▸ **WRITTEN INSTRUCTION**
Convert the part of the material that runs from the line containing "target: vertical pole" through the end of the material into a JSON list of strings, one string per line and blank lines left out.

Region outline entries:
══════
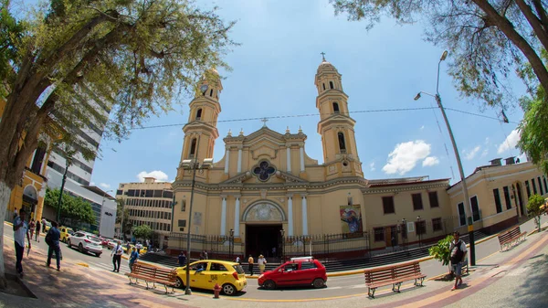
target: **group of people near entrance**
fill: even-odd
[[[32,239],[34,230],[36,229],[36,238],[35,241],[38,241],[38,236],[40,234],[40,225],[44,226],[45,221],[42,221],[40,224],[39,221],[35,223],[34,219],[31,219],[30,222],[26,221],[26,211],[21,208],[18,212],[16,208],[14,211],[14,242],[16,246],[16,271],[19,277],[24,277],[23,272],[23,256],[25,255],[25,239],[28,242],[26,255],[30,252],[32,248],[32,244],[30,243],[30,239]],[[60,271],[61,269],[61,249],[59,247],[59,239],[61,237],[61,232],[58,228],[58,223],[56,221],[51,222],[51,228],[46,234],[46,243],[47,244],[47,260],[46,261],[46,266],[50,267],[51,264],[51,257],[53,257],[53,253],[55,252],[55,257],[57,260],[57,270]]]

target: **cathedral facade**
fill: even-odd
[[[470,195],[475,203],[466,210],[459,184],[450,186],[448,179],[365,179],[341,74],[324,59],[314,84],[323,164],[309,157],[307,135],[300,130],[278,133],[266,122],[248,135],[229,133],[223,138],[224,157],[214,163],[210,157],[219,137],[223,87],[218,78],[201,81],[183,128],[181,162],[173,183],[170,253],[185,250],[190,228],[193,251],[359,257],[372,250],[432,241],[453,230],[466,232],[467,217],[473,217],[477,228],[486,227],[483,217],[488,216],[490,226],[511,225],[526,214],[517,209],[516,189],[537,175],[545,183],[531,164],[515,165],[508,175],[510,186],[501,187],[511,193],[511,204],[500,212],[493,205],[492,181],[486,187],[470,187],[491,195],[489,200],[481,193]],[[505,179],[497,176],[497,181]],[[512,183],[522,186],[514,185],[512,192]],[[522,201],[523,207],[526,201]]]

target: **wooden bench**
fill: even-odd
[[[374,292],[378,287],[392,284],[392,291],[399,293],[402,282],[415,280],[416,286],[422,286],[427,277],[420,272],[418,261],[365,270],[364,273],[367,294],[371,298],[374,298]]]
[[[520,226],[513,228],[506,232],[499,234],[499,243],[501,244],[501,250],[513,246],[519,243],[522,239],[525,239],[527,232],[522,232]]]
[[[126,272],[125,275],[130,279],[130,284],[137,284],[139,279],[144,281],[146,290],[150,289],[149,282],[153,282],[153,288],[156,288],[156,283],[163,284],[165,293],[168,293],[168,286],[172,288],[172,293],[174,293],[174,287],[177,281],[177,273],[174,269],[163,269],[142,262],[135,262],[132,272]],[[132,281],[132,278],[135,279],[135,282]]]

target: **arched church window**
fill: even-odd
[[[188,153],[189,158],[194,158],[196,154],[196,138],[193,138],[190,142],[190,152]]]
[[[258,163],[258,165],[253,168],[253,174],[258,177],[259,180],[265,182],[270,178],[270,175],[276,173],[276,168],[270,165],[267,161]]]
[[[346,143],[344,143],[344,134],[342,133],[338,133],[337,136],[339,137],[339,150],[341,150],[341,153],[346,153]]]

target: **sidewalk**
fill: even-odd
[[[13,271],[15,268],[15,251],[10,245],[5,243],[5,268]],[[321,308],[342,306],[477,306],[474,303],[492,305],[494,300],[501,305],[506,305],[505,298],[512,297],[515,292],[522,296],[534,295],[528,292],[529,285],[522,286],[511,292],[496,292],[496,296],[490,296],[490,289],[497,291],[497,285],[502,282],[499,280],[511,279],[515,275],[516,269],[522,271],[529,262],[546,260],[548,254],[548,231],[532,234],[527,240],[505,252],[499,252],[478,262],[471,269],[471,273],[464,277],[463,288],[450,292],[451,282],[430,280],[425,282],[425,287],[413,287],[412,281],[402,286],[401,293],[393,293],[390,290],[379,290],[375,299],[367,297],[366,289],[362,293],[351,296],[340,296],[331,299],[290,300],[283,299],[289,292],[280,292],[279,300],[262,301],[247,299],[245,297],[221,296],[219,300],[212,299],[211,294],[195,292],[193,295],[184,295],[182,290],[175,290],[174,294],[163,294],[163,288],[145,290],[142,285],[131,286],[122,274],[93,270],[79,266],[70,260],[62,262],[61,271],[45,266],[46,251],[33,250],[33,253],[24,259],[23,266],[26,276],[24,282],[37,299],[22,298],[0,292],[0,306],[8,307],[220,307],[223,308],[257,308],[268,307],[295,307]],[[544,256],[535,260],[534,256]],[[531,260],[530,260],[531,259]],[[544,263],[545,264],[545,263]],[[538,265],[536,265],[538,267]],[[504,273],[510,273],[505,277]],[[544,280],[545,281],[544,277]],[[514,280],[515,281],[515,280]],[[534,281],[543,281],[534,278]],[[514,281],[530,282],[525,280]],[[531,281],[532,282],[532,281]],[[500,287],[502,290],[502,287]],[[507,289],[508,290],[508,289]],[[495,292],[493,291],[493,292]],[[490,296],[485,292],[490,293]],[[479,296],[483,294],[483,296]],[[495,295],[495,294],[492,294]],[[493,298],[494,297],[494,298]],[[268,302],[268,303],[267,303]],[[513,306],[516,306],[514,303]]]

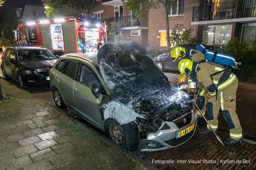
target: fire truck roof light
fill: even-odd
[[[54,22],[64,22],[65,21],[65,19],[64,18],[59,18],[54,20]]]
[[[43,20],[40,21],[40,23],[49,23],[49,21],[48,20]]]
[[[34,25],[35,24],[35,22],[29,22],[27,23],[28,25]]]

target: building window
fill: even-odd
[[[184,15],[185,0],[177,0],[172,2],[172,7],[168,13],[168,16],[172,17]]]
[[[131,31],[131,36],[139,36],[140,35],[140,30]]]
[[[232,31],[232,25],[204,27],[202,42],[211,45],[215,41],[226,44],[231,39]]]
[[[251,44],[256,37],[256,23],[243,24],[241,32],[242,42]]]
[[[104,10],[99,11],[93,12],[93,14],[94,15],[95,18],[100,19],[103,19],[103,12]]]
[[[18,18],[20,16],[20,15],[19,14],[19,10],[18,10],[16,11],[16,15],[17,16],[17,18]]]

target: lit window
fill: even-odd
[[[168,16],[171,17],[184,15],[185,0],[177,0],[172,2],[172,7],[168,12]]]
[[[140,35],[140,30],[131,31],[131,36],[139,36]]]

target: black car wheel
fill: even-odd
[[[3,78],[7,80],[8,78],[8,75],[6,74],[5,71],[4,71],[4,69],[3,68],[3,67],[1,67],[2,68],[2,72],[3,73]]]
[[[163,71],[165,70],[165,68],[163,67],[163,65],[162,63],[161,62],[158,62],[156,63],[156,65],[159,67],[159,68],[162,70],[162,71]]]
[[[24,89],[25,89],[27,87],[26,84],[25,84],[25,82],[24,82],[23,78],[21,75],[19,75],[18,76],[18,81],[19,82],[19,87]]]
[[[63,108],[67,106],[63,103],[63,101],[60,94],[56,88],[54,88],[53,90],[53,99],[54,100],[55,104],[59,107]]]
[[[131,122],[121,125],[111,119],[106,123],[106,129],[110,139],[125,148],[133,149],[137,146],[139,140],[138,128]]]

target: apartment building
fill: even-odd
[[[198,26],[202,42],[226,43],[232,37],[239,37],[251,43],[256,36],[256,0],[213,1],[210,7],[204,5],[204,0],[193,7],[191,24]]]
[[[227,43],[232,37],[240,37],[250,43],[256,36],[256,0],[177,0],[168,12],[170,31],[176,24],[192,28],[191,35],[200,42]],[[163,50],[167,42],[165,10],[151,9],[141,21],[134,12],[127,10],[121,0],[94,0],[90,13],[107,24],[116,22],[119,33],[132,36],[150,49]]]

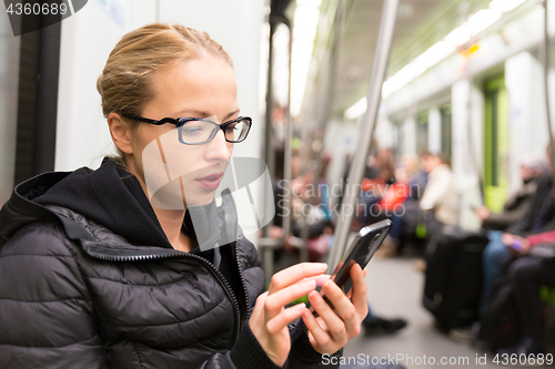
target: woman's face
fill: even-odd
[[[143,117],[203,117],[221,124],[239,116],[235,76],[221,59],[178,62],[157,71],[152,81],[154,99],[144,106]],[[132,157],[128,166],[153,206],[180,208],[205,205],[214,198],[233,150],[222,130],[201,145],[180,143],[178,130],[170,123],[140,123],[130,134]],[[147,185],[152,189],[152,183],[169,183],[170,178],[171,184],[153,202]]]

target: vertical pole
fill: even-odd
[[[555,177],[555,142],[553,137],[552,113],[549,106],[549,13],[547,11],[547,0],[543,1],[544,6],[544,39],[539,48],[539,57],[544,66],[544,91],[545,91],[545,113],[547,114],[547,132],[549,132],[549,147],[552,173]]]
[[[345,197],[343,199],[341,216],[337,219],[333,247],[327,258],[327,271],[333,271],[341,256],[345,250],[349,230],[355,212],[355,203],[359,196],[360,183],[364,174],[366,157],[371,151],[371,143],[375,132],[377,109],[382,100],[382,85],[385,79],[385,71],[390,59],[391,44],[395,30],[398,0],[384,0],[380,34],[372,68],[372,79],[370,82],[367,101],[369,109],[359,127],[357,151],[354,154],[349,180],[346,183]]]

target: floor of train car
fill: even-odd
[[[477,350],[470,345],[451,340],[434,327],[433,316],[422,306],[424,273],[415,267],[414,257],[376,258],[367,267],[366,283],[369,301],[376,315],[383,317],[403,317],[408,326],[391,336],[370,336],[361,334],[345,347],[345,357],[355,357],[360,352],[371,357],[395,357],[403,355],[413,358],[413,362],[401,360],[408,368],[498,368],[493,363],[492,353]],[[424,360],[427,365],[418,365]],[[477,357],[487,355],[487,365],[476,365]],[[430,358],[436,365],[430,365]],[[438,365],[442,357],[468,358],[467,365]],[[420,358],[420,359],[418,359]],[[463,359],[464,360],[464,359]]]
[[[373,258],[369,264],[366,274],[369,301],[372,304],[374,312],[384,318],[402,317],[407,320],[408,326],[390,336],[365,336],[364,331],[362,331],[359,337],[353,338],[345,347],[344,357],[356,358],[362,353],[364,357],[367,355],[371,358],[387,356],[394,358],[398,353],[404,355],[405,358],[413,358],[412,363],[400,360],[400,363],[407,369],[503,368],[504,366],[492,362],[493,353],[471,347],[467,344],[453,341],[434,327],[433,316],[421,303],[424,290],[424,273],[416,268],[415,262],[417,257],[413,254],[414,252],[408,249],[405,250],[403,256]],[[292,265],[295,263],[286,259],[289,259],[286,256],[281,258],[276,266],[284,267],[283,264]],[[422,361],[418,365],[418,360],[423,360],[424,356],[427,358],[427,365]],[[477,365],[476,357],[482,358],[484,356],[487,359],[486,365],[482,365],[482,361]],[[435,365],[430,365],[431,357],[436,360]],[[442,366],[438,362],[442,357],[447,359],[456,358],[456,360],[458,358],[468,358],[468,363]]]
══════
▸ **SOLUTION FOR THIS PROBLEM**
[
  "target: vertical pole",
  "fill: even-odd",
  "[[[555,177],[555,142],[553,137],[552,113],[549,106],[549,13],[547,11],[547,0],[543,1],[544,6],[544,39],[539,48],[539,57],[544,66],[544,91],[545,91],[545,113],[547,114],[547,132],[549,132],[549,147],[552,173]]]",
  "[[[345,197],[343,199],[341,216],[337,219],[333,247],[327,258],[327,271],[333,271],[341,256],[345,250],[349,230],[355,212],[355,203],[359,196],[360,183],[364,174],[366,157],[371,151],[371,143],[375,132],[377,109],[382,100],[382,85],[385,79],[385,71],[390,59],[391,44],[395,30],[398,0],[384,0],[380,34],[372,68],[372,79],[370,82],[367,101],[369,109],[359,127],[357,151],[354,154],[349,180],[346,183]]]",
  "target: floor of train car",
  "fill: even-odd",
  "[[[477,350],[470,345],[451,340],[434,327],[433,316],[422,306],[424,273],[415,267],[414,257],[376,258],[367,267],[366,283],[369,301],[376,315],[383,317],[403,317],[408,326],[391,336],[370,336],[361,334],[345,347],[345,357],[355,357],[360,352],[371,357],[395,357],[403,355],[413,358],[413,362],[401,360],[408,368],[498,368],[493,363],[492,353]],[[424,360],[427,365],[418,365]],[[477,357],[487,355],[487,365],[476,365]],[[430,358],[436,365],[430,365]],[[438,365],[442,357],[468,358],[467,365]],[[420,358],[420,359],[418,359]],[[463,359],[464,360],[464,359]]]",
  "[[[373,258],[369,264],[366,274],[369,301],[372,304],[374,312],[384,318],[402,317],[407,320],[408,326],[390,336],[365,336],[364,331],[362,331],[359,337],[353,338],[345,347],[344,357],[356,358],[362,353],[364,357],[367,355],[371,358],[387,356],[394,358],[398,353],[404,355],[405,358],[413,358],[412,363],[400,360],[400,363],[407,369],[503,368],[504,366],[492,362],[493,353],[471,347],[467,344],[453,341],[434,327],[433,316],[421,303],[424,290],[424,273],[416,268],[415,262],[417,257],[413,254],[414,252],[408,249],[405,250],[403,256]],[[292,265],[295,263],[286,259],[289,259],[286,256],[281,258],[276,266],[284,267],[283,264]],[[422,361],[418,365],[418,360],[423,360],[424,356],[427,358],[427,365]],[[477,365],[476,357],[482,358],[484,356],[487,359],[486,365],[482,365],[482,361]],[[435,365],[430,365],[431,357],[436,360]],[[442,366],[438,362],[442,357],[447,359],[456,358],[456,360],[458,358],[468,358],[468,363]]]"
]